--- START MATERIALS PROVIDED ---

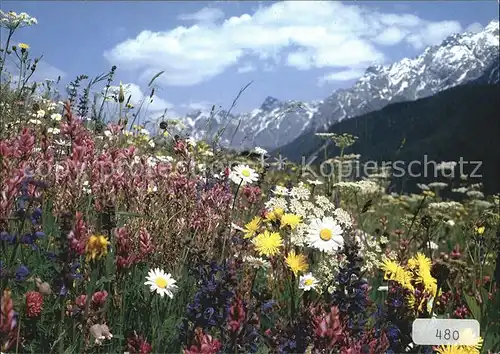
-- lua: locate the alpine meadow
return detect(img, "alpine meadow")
[0,1,500,354]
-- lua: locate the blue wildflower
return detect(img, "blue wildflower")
[0,231,16,245]
[16,265,30,281]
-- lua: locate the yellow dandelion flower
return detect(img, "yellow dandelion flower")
[266,208,285,221]
[280,214,302,230]
[244,216,262,238]
[408,252,437,295]
[475,226,485,235]
[381,259,415,291]
[285,250,309,276]
[252,230,283,257]
[85,235,110,261]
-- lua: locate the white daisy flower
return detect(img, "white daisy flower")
[229,165,259,186]
[186,136,196,147]
[307,217,344,252]
[35,109,45,118]
[273,186,290,197]
[299,273,319,291]
[445,219,455,227]
[333,208,352,227]
[144,268,177,299]
[50,113,62,122]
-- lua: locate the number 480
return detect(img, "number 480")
[436,328,460,340]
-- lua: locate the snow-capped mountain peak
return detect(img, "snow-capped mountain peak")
[176,21,499,149]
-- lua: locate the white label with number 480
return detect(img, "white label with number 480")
[411,318,480,345]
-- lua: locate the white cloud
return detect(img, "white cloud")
[177,7,224,22]
[115,83,174,111]
[238,63,256,74]
[465,22,484,33]
[31,60,66,81]
[318,69,364,85]
[105,1,461,86]
[4,60,67,82]
[181,101,214,111]
[406,21,462,49]
[373,26,408,45]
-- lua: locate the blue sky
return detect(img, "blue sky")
[0,1,498,113]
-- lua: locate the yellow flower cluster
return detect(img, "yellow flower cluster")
[243,208,308,276]
[85,235,110,261]
[381,253,439,312]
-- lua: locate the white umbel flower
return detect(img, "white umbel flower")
[299,273,319,291]
[307,217,344,252]
[229,165,259,186]
[144,268,177,299]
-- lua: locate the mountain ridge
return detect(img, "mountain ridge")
[181,21,499,150]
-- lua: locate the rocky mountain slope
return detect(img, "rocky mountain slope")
[183,21,499,150]
[279,79,500,194]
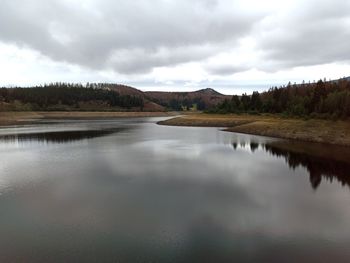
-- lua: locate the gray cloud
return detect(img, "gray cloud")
[0,0,350,80]
[258,0,350,71]
[205,64,249,76]
[0,0,260,73]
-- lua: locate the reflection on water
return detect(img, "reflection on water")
[0,127,126,143]
[0,119,350,262]
[232,142,350,189]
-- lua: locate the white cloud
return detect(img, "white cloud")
[0,0,350,94]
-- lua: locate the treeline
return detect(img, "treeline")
[210,79,350,118]
[0,83,144,110]
[151,96,208,111]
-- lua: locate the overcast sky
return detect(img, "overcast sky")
[0,0,350,94]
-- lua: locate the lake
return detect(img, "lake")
[0,118,350,262]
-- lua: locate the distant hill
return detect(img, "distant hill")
[144,88,231,110]
[105,84,231,111]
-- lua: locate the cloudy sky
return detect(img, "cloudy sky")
[0,0,350,94]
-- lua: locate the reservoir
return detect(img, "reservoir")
[0,118,350,262]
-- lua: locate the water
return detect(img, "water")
[0,118,350,262]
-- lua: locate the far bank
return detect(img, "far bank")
[158,113,350,146]
[0,111,177,128]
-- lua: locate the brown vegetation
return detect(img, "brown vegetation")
[0,111,175,126]
[159,114,350,146]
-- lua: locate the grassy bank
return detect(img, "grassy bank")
[0,111,175,126]
[159,114,350,146]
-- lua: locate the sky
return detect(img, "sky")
[0,0,350,94]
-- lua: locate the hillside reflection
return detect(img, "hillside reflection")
[232,142,350,189]
[0,127,126,144]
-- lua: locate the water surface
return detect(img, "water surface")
[0,118,350,262]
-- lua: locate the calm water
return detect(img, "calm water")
[0,118,350,262]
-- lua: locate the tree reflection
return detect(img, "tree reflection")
[232,142,350,189]
[0,127,126,143]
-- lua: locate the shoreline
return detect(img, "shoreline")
[0,111,177,128]
[158,113,350,147]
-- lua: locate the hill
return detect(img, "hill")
[144,88,231,110]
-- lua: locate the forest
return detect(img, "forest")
[0,83,144,110]
[208,79,350,119]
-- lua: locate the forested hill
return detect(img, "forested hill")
[0,83,230,111]
[0,83,144,111]
[211,78,350,119]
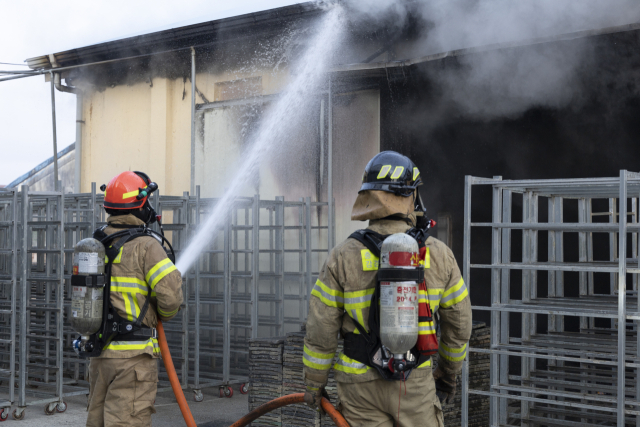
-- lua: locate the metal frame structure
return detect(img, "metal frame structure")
[0,183,329,419]
[462,170,640,427]
[156,186,329,401]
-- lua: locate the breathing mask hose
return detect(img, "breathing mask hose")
[231,393,349,427]
[156,320,197,427]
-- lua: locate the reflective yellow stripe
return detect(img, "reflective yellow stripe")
[333,353,369,375]
[145,258,177,289]
[418,322,436,335]
[113,246,124,264]
[360,249,380,271]
[122,190,140,200]
[391,166,404,179]
[440,278,469,308]
[378,165,391,179]
[418,248,431,269]
[344,288,376,311]
[416,358,431,369]
[111,276,149,321]
[438,343,467,362]
[158,307,180,317]
[311,279,344,308]
[302,345,335,371]
[103,338,160,353]
[418,288,444,312]
[111,276,149,295]
[104,246,124,264]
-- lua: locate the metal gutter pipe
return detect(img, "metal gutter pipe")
[73,97,84,193]
[190,47,196,194]
[49,54,84,193]
[51,72,59,191]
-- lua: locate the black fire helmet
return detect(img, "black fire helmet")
[358,151,422,197]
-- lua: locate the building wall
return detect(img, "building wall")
[81,65,287,195]
[8,146,76,193]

--- END MATERIALS PROVIDED ---

INSTRUCTION – Please give all the rows above as a two-column CSV with the headers code and boxes, one line per row, putting the row's text and its answer each in a single quoted field with line breaks turned into spaces. Leave the pictures out.

RESPONSE FOR THIS EXERCISE –
code,boxes
"-- lua: locate the alpine meadow return detect(img, ""alpine meadow"")","[0,1,500,354]"
"-- lua: locate the blue wildflower return detect(img, ""blue wildflower"")","[0,231,16,245] [16,265,30,281]"
"-- lua: locate the yellow dandelion flower return detect(img, ""yellow dandelion flower"")","[266,208,285,221] [280,214,302,230] [244,216,262,238] [408,252,437,295] [475,226,485,235] [381,259,415,291] [285,250,309,276] [252,230,283,257] [85,235,110,261]"
"-- lua: locate the white daisy flower return detect(img, ""white daisy flower"")","[229,165,259,186] [186,136,196,147] [307,217,344,252] [35,109,45,118] [273,186,290,197] [299,273,319,291] [445,219,455,227] [333,208,352,227] [144,268,177,299] [50,113,62,122]"
"-- lua: locate the number 480 return detect(img, ""number 480"")","[436,328,460,340]"
"-- lua: locate the snow-capped mountain peak return detect(img, ""snow-capped mountain peak"")","[176,21,499,149]"
"-- lua: locate the white label with number 480 return detect(img, ""white label with number 480"")","[411,318,480,345]"
"-- lua: locate the white cloud return detect(img, ""white cloud"")","[177,7,224,22] [115,83,174,111] [238,63,256,74] [465,22,484,33] [31,60,66,81] [318,69,364,85] [105,1,461,86] [4,60,67,82] [181,101,214,111] [406,21,462,49] [373,26,408,45]"
"-- lua: locate the blue sky return detect(img, ""blue sky"")","[0,1,498,113]"
"-- lua: locate the yellow flower cluster return detect(img, ""yellow flower cluster"")","[243,208,308,276] [85,235,110,261] [381,253,439,312]"
"-- lua: locate the white umbel flower return detect(img, ""white umbel flower"")","[299,273,319,291] [307,217,344,252] [229,165,259,186] [144,268,177,299]"
"-- lua: locate the mountain ridge return detect(img, ""mountain ridge"")","[181,21,499,150]"
"-- lua: locate the rocky mountain slope return detect(img, ""rocky mountain slope"")","[183,21,499,150] [279,79,500,194]"
"-- lua: locate the gray cloud return detect(img, ""gray cloud"")","[0,0,350,80] [258,0,350,71] [205,64,249,76] [0,0,260,73]"
"-- lua: locate the reflection on water return detect(img, ""reflection on water"")","[0,127,126,143] [0,119,350,262] [232,142,350,189]"
"-- lua: locate the white cloud return detect(img, ""white cloud"")","[0,0,350,94]"
"-- lua: locate the treeline return detect(img, ""treeline"")","[210,79,350,118] [0,83,144,110] [151,96,208,111]"
"-- lua: locate the overcast sky return detect(img, ""overcast sky"")","[0,0,350,94]"
"-- lua: locate the lake return detect(img, ""lake"")","[0,118,350,262]"
"-- lua: locate the distant hill return detect(img, ""distant hill"")","[144,88,231,110] [105,84,231,111]"
"-- lua: locate the cloudy sky return detect(img, ""cloudy sky"")","[0,0,350,94]"
"-- lua: locate the reservoir return detect(img, ""reservoir"")","[0,118,350,262]"
"-- lua: locate the water return detect(img, ""water"")","[0,118,350,262]"
"-- lua: locate the far bank return detect(img, ""far bank"")","[158,113,350,146] [0,111,177,128]"
"-- lua: locate the brown vegetation return detect(img, ""brown vegetation"")","[0,111,175,126] [159,114,350,146]"
"-- lua: locate the grassy bank return detect(img, ""grassy bank"")","[0,111,175,126] [159,114,350,146]"
"-- lua: locate the sky return detect(img, ""sky"")","[0,0,350,94]"
"-- lua: locate the hillside reflection return detect(img, ""hillside reflection"")","[232,142,350,189] [0,127,126,144]"
"-- lua: locate the water surface return detect(img, ""water surface"")","[0,118,350,262]"
"-- lua: locate the calm water return detect(img, ""calm water"")","[0,118,350,262]"
"-- lua: locate the tree reflection return detect(img, ""tree reflection"")","[232,142,350,189] [0,127,126,143]"
"-- lua: locate the shoreline return detect(img, ""shoreline"")","[0,111,177,128] [158,113,350,147]"
"-- lua: locate the hill return detect(img, ""hill"")","[144,88,231,110]"
"-- lua: locate the forest return detect(img, ""forest"")","[0,83,144,110] [208,79,350,119]"
"-- lua: locate the forested hill return detect(img, ""forested hill"")","[0,83,230,111] [0,83,144,111] [211,78,350,119]"
"-- lua: locate the metal frame structure return detect(img, ""metal frame structure"")","[0,183,329,419] [462,170,640,427] [156,186,329,401]"
"-- lua: locate the breathing mask hose return detect(img, ""breathing mask hose"")","[231,393,349,427] [156,320,197,427]"
"-- lua: locate the reflective yellow stripe return detect(img, ""reflective yellow stripe"")","[333,353,369,375] [145,258,177,289] [418,322,436,335] [113,246,124,264] [360,249,380,271] [122,190,140,200] [391,166,404,179] [440,278,469,308] [378,165,391,179] [418,248,431,269] [344,288,376,311] [416,358,431,369] [111,276,149,321] [438,343,467,362] [158,307,180,317] [311,279,344,308] [302,345,335,371] [103,338,160,353] [418,288,444,312] [111,276,149,295] [104,246,124,264]"
"-- lua: locate the metal gutter pipe return detect(img, ""metal gutter pipe"")","[73,97,84,193] [190,47,196,194] [49,54,84,193] [51,72,59,191]"
"-- lua: locate the black fire helmet return detect(img, ""black fire helmet"")","[358,151,422,197]"
"-- lua: locate the building wall return detect(img, ""building wall"")","[81,65,287,195] [8,146,76,193]"